**Exercise details:** In the text about the gravity-powered car, what are the car's four wheels made from?

#### Text passage ####

I need to make a car powered only by gravity/a 1kg mass. The 1 kg mass must fall and power the car. No spring, electrical, chemical, elastic etc power. ONLY GRAVITY. The mass and everything else I use, must travel with the car (although I am creating it so the weight drops off once it falls the distance between the top of the car and the ground.) It must travel 3 meters (32 feet). Right now I have a car made from dowels and paint sticks which attaches to 4 “wheels” made from CDs. The axels (round dowels) are inside plastic straws which are glued to the base so that they rotate freely. We added some graphite to help with lubrication and ease of movement. Right now the car only travels about 12 feet. In order to pass the assignment it has to travel at least 25 feet. I’m stuck and don’t know what to do to improve the efficiency of the car and distance it travels. I wonder if the car just weighs too much. I find that once the weight drops and there is no more Pull on the string attached to the axel, the car stops. I’ve viewed many YouTube videos and it appears my car is very similar. I wonder also if perhaps I need to increase the distance the weight drops but it looked like from the equations used on the other posts that a 10 cm drop with a one gram weight is supposed to be enough to propel the car 9.8 meters. I am not getting anywhere close to this distance out of my car. Please note that I have limited knowledge of physics and am not planning on becoming an engineer. The other thread was super complicated when all you super smart scientists decided to have a debate about 3 vs 4 wheels, various size axels, etc. If you have any ideas please help. Thank you.

#### Information given ####

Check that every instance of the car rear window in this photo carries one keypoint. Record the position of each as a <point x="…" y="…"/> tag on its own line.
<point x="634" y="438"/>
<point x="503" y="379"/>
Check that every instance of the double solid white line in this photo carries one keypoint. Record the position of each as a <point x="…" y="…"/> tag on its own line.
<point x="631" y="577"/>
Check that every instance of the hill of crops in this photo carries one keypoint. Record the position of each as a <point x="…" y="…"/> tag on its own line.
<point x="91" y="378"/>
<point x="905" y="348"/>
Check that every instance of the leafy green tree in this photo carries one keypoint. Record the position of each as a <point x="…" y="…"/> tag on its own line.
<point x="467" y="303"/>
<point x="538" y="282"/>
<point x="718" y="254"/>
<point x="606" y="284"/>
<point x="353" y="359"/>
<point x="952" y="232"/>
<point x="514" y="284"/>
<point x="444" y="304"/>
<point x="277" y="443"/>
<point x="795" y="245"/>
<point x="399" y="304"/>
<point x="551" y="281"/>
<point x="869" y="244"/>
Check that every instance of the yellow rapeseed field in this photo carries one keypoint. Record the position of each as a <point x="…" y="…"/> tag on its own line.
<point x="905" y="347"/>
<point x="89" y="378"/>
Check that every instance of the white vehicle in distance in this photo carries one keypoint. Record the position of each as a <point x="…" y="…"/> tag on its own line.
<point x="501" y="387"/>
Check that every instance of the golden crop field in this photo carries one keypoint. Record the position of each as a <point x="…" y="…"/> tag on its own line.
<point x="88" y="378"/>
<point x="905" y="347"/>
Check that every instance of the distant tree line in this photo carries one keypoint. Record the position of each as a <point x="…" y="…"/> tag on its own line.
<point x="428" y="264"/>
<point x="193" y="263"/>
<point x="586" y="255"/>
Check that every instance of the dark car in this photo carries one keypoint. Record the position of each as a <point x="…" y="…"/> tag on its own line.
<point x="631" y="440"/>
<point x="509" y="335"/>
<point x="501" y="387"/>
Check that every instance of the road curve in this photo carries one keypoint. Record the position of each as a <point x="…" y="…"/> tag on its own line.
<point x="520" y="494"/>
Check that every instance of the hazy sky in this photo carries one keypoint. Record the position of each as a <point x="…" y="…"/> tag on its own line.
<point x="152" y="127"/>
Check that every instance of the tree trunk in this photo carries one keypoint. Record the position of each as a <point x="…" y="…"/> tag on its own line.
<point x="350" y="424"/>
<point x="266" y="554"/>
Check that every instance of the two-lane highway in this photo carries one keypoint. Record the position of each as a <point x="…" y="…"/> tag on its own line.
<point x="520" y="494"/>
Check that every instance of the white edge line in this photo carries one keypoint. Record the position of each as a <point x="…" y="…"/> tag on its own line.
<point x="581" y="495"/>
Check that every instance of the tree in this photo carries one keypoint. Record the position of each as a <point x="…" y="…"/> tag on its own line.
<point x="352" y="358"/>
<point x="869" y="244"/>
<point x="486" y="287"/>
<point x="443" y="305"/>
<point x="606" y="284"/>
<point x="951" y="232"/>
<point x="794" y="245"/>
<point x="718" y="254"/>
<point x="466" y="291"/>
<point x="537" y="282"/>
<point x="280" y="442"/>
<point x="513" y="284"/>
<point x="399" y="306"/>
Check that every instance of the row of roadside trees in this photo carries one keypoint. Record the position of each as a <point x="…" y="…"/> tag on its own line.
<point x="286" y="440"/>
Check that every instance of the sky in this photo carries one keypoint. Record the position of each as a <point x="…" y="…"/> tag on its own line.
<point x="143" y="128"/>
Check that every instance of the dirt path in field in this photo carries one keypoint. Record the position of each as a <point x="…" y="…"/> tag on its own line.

####

**Result below:** CDs.